— Begin —

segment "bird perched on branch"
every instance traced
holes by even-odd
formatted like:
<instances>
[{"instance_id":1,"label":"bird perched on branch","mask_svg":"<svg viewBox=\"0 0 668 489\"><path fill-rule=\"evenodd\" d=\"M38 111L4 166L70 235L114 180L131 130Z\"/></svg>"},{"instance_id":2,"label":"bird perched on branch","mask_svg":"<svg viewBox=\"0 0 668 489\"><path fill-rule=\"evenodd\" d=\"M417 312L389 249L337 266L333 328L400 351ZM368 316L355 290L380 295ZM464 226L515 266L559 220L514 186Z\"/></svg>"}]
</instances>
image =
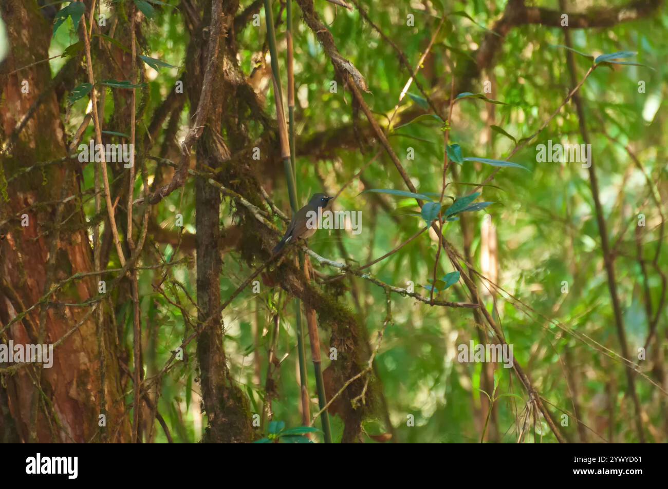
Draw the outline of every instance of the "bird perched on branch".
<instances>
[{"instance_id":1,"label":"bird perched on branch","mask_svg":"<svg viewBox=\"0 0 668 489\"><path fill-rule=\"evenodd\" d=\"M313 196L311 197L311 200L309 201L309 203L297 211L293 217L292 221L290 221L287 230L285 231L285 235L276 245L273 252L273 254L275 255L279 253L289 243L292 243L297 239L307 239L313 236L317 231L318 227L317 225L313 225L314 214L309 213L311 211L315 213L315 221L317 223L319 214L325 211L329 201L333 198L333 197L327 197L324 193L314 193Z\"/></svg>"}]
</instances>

— End —
— Begin —

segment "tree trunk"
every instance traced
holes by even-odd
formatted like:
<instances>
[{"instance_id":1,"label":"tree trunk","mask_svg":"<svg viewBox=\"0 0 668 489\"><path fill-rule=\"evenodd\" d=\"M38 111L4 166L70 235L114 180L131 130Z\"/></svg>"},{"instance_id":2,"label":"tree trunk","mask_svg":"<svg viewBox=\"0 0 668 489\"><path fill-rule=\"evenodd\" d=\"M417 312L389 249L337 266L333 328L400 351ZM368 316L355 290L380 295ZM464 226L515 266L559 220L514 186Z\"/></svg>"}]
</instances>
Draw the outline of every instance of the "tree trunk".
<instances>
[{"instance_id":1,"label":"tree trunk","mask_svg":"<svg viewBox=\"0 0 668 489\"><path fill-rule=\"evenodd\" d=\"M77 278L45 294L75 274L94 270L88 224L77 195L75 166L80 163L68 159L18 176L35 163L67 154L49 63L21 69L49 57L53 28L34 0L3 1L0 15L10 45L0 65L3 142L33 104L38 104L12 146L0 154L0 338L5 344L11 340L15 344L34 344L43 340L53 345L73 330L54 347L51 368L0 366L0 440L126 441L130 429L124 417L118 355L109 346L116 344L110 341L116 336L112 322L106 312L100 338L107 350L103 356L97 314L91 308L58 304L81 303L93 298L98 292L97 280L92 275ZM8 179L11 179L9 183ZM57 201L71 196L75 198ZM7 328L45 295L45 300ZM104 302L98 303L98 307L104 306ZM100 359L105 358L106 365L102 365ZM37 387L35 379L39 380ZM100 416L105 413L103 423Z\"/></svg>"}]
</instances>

— End —

### WHAT THIS TASK INVOLVES
Find every line in the data above that contains the word "Draw" and copy each of those lines.

### RESULT FOR THIS EXERCISE
Draw the outline of every instance of the "bird perched on branch".
Draw the outline of every instance of the "tree trunk".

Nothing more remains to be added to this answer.